Reading text →
-- BEGIN --
I admire your loyalty to Don. I imagine you served with him in the good old days when there were none of the current problems in the APD?

Scattershot editorial
Scattershot editorial
1 month ago

How is city management and council terrible if they got rid of a personally and professionally disastrous Chief Wilson, brought in Oates for a quick stint because he ran the department for years prior, and then brought in a nationally revered law enforcement expert to be interim and maybe a permanent chief? This editorial, Dave, is more scattershot in its approach than the people you criticize. It’s just another increasingly desperate attempt of yours to shore up Chief Wilson whose career flamed out in spectacular, avoidable fashion. Be somewhere in the middle like the vast majority of the community you claim to serve fairly. But this rag of a publication is clearly incapable of that.
-- END --
Dataset records
-- BEGIN --
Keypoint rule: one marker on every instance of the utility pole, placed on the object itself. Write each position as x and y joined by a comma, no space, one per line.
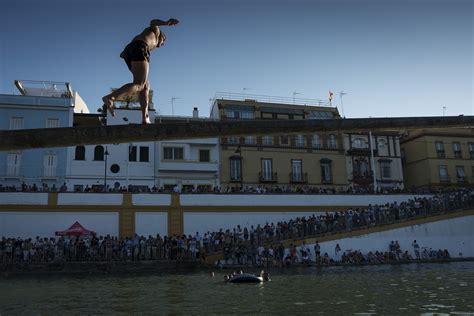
341,94
172,104
294,94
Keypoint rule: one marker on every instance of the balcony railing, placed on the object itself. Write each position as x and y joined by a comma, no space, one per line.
444,179
270,99
298,177
268,177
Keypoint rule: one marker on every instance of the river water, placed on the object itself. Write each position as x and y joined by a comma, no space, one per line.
411,289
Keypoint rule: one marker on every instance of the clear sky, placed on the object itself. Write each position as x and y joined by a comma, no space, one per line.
392,58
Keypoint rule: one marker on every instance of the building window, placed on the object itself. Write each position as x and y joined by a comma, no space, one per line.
244,115
443,173
267,170
13,165
50,162
80,153
204,155
132,153
233,140
99,153
460,174
267,140
326,171
359,143
173,153
382,147
284,140
297,170
115,168
250,140
16,122
332,141
440,153
52,123
385,169
457,151
235,170
144,154
299,140
361,168
316,141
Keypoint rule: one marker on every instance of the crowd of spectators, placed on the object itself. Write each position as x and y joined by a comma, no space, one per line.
246,189
256,245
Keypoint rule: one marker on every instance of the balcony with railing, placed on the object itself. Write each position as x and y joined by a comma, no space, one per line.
40,93
444,179
269,99
298,177
267,177
362,178
441,154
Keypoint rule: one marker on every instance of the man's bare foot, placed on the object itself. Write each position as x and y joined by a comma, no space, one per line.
109,105
146,121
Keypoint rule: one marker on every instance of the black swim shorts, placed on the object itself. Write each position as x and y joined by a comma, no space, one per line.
135,51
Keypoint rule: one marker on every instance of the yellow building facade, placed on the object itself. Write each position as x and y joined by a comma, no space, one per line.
438,158
282,160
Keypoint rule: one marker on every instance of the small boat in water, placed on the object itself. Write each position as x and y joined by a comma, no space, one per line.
247,278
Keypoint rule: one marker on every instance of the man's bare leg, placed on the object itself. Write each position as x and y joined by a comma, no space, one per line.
143,98
140,77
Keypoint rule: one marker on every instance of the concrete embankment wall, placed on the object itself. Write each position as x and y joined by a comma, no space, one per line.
454,234
25,214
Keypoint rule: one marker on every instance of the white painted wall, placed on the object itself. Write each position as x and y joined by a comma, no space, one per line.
210,221
45,224
151,199
25,198
151,224
292,199
89,199
456,235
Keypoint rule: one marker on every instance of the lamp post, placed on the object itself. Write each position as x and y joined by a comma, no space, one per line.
172,104
243,92
239,151
106,154
294,94
341,94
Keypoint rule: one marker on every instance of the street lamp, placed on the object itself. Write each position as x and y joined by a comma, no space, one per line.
294,94
172,104
341,94
239,151
106,154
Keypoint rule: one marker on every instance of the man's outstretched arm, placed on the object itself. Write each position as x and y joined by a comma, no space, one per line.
157,22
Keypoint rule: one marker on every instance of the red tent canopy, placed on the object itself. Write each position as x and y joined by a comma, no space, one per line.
75,230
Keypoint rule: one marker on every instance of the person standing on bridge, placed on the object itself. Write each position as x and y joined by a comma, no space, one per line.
137,57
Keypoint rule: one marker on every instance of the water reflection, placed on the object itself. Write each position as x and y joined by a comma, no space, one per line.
427,289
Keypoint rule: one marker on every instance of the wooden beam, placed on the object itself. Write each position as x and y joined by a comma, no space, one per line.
74,136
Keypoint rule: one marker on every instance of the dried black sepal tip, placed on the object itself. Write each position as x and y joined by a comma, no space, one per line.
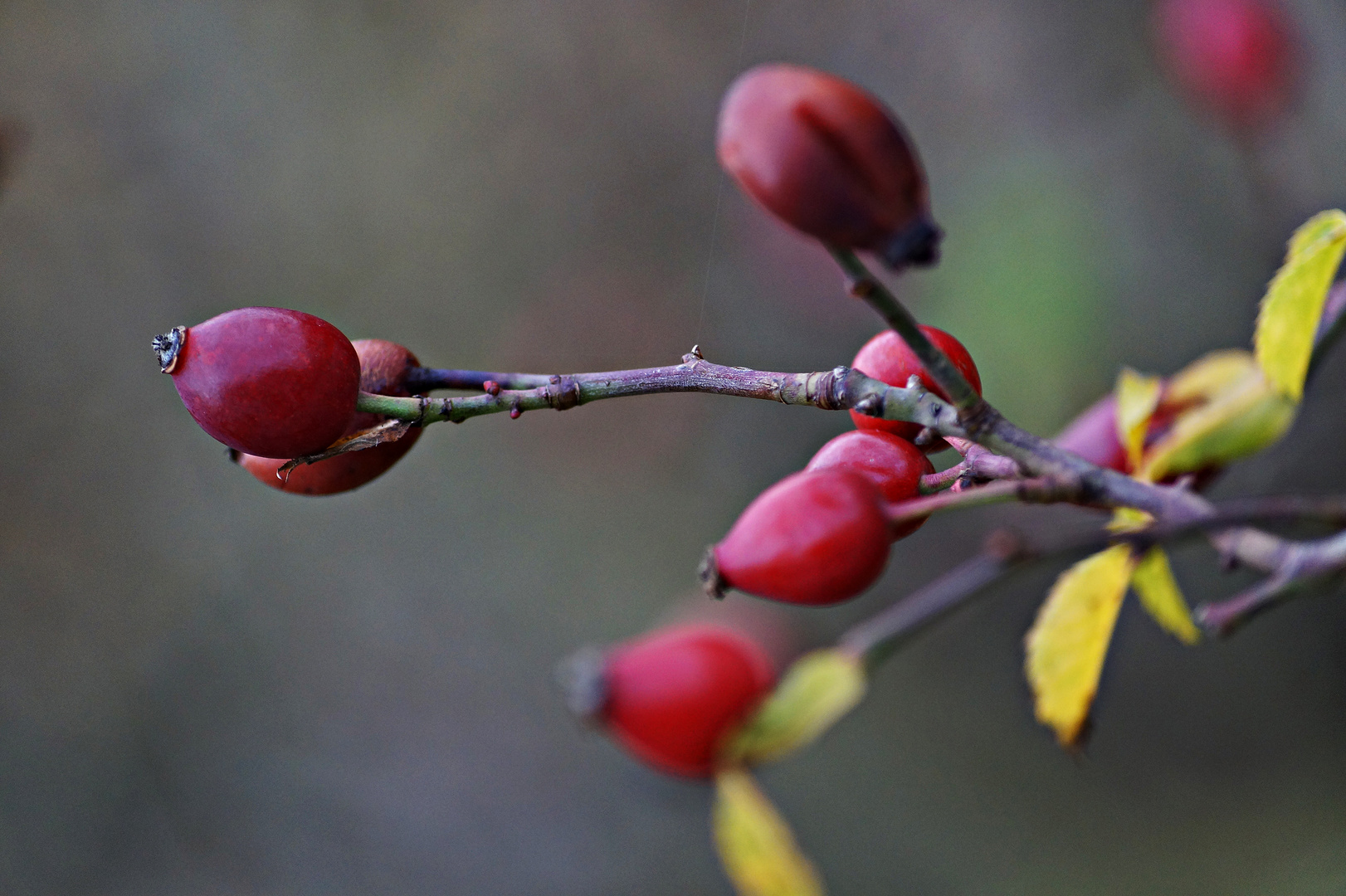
712,582
917,245
583,681
167,344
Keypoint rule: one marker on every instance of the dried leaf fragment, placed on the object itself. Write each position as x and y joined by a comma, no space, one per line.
816,692
1069,640
1294,302
757,848
1138,398
1153,582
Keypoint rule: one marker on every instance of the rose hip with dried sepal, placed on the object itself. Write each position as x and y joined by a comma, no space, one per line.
383,372
829,160
890,359
1237,60
891,463
816,537
264,381
673,696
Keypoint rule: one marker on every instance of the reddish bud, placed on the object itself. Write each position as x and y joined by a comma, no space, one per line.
829,160
383,370
890,359
817,537
1233,58
1093,436
264,381
894,465
673,696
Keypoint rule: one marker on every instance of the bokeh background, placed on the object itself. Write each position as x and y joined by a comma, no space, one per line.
207,686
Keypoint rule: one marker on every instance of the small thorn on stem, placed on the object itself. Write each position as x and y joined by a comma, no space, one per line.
712,582
167,344
583,681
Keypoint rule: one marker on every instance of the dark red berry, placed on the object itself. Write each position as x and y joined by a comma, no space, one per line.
889,359
672,697
266,381
816,537
1093,436
891,463
1233,58
383,370
828,159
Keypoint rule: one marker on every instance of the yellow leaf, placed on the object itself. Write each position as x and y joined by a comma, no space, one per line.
1237,421
818,689
1129,519
1069,640
1212,374
755,845
1153,582
1138,396
1294,302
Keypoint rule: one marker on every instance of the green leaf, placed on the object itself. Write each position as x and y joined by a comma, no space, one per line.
755,845
1138,397
1069,640
1294,302
1153,582
817,690
1236,423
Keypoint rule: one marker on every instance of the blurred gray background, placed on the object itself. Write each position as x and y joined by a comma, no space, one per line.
207,686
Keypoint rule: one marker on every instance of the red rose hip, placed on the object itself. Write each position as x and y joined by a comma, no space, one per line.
383,372
1233,58
675,696
891,463
890,359
829,160
266,381
816,537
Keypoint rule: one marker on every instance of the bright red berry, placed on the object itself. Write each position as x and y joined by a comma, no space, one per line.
816,537
889,359
1233,58
1093,436
676,694
266,381
828,159
891,463
383,370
-- END --
Please go on with the reader comments on the police chief, picking up right after their last sentence. This material stands apart from the reader comments on the police chief.

HSto
HSto
1 month ago

You are correct on Wilson. Those attempting to defend her have zero idea of her actual competence. Time will tell on this new guy, everyone should hope he succeeds.

Michael L Moore
Michael L Moore
1 month ago

I was in Houston when Acevedo was chief. He’s a change agent! Departments and cities may not enjoy his approach, but I found his brand of leadership refreshing as a citizen. I’m pretty sure he upended some long-held processes and responses. He was outspoken about military-style weapons and he seemed to be very transparent to the point that he made some in the city uncomfortable. Discomfort is a necessary part of the change process, and Aurora PD needs to change and confront resistance to change.

Johnny On It
Johnny On It
30 days ago

Who would want to work in Aurora policing with haters like Coombs and Marcano on the city council?